- What to produce -
Repeat the whole of the data, keeping every detail the same.
*****
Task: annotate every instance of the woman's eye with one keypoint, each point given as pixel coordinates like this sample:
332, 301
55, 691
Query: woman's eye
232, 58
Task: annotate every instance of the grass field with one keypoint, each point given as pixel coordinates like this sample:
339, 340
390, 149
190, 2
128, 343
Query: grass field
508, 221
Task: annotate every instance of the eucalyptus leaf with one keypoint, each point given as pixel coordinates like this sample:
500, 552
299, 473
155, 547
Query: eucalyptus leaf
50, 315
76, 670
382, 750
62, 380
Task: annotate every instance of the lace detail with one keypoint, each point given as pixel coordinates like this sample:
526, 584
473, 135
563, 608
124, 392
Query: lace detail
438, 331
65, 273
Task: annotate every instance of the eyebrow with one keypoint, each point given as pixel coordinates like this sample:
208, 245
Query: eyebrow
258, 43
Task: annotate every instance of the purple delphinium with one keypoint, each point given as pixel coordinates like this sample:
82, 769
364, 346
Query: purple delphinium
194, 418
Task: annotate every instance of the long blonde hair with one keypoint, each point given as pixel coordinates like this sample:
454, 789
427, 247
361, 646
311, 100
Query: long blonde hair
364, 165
*****
- Full answer -
Task: annotate every instance of the woman's eye with one keypoint, each point given as pixel coordinates like this sample:
332, 301
55, 691
Query: woman's eye
232, 58
Task: annotate every instance of the grass field with one keypoint, each point given as pixel coordinates like this sample:
339, 340
390, 149
190, 2
128, 343
Query: grass field
508, 221
Task: annotate every instance of the eucalyptus leaf with one keypoint, each point given as pixel coordinates like this sample:
500, 552
299, 473
155, 547
Query: eucalyptus leaf
50, 315
76, 670
382, 750
62, 380
Task: annotate every instance of the lace detail with one keypoint, each point given as pixel coordinates like this sample:
526, 584
473, 135
563, 608
124, 392
Query: lace detail
438, 331
65, 273
Task: annotate every instance of the eyebrow with one keypoint, each point given as pixel coordinates like this sample:
208, 245
Query: eyebrow
258, 43
Task: annotate every instance of the purple delphinium with one keypoint, each point given as pixel coordinates like this sample:
82, 769
364, 346
Query: purple delphinium
194, 418
Task: annotate every instance of the long blonde hair with one keypoint, each point given as pixel coordinates like this sample:
454, 789
427, 247
361, 646
311, 100
Query: long blonde hair
364, 165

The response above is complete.